# EXERCISE DIRECTIONS:
Down to the final character, output the records below as they stand.

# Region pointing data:
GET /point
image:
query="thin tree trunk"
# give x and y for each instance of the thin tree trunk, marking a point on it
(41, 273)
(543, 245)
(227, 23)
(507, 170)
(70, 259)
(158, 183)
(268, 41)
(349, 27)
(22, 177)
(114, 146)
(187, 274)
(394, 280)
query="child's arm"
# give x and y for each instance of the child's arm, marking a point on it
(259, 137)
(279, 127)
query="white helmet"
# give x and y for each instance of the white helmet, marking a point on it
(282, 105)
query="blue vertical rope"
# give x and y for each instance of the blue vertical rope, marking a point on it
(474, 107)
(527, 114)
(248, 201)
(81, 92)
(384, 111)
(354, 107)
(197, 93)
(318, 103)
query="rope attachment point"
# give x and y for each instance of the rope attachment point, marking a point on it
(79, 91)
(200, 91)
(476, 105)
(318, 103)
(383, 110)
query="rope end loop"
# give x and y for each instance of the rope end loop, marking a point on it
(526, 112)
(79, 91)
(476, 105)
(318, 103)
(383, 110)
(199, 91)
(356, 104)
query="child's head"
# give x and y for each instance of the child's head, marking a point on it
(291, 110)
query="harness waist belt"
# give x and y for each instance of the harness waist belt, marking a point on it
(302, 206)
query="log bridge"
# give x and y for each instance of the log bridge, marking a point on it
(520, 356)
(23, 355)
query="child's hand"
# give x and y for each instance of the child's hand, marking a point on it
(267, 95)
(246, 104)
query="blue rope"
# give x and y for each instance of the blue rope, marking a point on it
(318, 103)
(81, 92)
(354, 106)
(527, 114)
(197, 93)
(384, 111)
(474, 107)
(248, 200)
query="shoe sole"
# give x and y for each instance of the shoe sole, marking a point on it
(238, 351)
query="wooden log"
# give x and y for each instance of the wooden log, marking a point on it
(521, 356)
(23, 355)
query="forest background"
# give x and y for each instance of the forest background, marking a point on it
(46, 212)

# TASK RESULT:
GET /point
image:
query="thin tree trunk"
# give x and y for each instance of the thin tree trunk, marking a point on it
(41, 273)
(543, 245)
(227, 23)
(507, 170)
(70, 259)
(158, 183)
(268, 41)
(349, 27)
(22, 177)
(114, 146)
(187, 274)
(394, 280)
query="child's arm"
# give x and y for each instance of the child's arm, marking a point on it
(259, 137)
(279, 127)
query="white helmet"
# give x and y for each instance of the white helmet, marking a point on it
(282, 105)
query="blue vertical rope"
# give x and y for each instance of the blue vertical rope, marking a point on it
(474, 107)
(527, 114)
(248, 201)
(81, 92)
(384, 111)
(354, 107)
(197, 93)
(318, 103)
query="rope attachment point"
# give x and y for each instance of the rope attachment point, marking a point on it
(79, 91)
(200, 91)
(476, 105)
(318, 103)
(383, 110)
query="rope end loop"
# give x and y for each instance of the rope end loop, marking a point on it
(526, 112)
(79, 91)
(476, 105)
(318, 103)
(383, 110)
(199, 91)
(356, 104)
query="child's head"
# give x and y for each instance of the child's head, marking a point on it
(291, 110)
query="harness waist belt"
# give x and y for each instance of the harness waist belt, marking a point on it
(302, 206)
query="log bridge"
# give x and y for each instance of the log bridge, marking a point on it
(520, 356)
(23, 355)
query="child's hand"
# give x and y for each instance of the child's hand, marking a point on it
(267, 95)
(246, 104)
query="blue rope"
# give x and y for each instance of the blue rope, marking a point on it
(318, 103)
(81, 92)
(354, 106)
(527, 114)
(197, 93)
(384, 111)
(474, 107)
(248, 200)
query="shoe sole"
# give x and y for each instance of the shoe sole, marking a point on it
(238, 351)
query="wooden log"
# give x and y for each instance of the wooden log, marking a point on it
(521, 356)
(23, 355)
query="forest background"
# give x and y for each instance of the forest background, marking a point on it
(46, 212)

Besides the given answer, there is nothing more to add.